(Point annotation material)
Begin

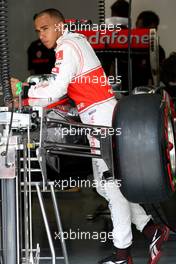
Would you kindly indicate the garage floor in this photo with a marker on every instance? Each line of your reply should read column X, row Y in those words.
column 74, row 208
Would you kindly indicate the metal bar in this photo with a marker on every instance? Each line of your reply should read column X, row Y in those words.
column 17, row 223
column 26, row 209
column 59, row 224
column 72, row 146
column 32, row 170
column 30, row 194
column 46, row 224
column 9, row 228
column 80, row 125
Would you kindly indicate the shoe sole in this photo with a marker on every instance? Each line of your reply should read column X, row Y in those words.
column 156, row 259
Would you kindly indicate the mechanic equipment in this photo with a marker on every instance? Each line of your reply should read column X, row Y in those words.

End

To be done:
Reproduce the material word for word, starting at the line containing "Would you kindly indicate the shoe" and ending at the end of the material, with both ends included.

Task solution:
Would you kindly indicate the shoe sole in this photo with a marker on every instance? Each line of your reply should read column X, row Y in those words.
column 156, row 259
Would you kindly indicate the mechanic equipment in this photo with a marker on every instance? Each line of your reply should read column X, row Y in those words.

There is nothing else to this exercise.